§ YOUR ASSIGNMENT
Below are the records. Count the lines containing the string "pitch", and reply with the number alone.

(Stored records)

◇ ◇ ◇ ◇ ◇ ◇ ◇

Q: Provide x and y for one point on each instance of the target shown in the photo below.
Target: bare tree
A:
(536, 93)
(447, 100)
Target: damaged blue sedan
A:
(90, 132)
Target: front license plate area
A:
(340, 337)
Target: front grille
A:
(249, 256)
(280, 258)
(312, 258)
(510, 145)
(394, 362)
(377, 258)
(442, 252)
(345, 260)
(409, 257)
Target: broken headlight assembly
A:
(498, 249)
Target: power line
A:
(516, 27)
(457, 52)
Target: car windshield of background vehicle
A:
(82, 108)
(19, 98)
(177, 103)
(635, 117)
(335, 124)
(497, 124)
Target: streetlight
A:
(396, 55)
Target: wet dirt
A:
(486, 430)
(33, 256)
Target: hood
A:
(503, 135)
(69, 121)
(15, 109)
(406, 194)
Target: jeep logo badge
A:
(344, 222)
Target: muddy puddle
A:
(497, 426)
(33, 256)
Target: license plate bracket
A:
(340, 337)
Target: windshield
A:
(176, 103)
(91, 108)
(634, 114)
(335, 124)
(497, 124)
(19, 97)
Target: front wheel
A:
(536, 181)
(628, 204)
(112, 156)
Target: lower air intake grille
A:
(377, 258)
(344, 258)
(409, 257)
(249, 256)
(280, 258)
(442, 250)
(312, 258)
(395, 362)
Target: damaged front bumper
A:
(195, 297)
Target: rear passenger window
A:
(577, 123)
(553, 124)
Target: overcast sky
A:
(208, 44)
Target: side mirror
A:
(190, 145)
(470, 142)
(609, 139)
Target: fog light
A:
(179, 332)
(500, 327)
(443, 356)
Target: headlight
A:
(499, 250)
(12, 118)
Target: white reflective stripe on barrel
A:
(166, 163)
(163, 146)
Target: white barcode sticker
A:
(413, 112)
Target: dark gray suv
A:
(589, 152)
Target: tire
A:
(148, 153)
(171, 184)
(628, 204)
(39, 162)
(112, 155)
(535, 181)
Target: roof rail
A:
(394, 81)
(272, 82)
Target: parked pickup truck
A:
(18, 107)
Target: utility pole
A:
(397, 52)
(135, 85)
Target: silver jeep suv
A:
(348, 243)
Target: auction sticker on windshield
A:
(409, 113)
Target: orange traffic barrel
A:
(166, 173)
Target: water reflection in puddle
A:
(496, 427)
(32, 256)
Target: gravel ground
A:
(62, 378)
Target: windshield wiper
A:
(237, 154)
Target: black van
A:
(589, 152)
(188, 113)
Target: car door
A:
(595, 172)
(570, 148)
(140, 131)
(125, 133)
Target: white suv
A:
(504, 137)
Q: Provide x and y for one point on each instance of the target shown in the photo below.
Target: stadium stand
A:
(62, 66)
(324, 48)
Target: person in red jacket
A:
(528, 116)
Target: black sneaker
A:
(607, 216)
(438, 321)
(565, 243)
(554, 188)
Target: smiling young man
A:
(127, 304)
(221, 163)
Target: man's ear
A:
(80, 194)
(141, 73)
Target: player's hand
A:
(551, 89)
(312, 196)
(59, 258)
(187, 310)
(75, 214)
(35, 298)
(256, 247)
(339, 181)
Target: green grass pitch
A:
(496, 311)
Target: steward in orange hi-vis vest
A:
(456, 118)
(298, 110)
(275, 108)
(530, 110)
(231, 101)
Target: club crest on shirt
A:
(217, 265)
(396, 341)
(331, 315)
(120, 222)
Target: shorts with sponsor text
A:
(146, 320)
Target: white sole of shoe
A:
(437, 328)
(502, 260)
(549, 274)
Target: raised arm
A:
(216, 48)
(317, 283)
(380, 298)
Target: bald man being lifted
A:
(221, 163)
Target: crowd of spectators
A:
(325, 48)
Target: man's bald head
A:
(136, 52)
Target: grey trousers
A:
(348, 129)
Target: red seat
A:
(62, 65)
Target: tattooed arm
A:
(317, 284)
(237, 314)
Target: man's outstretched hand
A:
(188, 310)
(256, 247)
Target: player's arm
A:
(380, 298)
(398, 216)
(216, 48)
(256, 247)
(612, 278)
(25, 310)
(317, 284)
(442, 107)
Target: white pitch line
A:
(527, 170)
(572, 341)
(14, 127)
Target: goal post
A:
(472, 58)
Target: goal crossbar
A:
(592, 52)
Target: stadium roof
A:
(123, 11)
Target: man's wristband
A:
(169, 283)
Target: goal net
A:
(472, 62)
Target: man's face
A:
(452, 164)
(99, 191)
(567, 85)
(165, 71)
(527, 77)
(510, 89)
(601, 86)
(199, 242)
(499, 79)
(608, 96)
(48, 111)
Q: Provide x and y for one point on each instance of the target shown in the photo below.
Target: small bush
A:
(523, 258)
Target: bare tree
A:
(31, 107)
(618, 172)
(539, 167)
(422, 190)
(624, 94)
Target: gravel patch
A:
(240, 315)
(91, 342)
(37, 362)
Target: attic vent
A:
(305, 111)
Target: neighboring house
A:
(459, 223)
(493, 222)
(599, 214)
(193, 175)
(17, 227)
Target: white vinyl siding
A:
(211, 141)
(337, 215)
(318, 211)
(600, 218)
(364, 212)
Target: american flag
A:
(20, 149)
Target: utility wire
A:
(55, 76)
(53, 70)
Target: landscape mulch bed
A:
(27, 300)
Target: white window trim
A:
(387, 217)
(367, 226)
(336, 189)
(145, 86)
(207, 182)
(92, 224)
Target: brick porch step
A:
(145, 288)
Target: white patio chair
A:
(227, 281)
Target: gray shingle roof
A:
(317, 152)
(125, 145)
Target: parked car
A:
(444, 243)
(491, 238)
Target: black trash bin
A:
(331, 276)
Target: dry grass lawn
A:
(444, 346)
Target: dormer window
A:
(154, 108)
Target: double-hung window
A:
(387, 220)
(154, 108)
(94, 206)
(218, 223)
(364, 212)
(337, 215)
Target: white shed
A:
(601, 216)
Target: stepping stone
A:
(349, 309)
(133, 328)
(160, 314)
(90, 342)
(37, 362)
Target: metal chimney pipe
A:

◇ ◇ ◇ ◇ ◇ ◇ ◇

§ WRITTEN ANSWER
2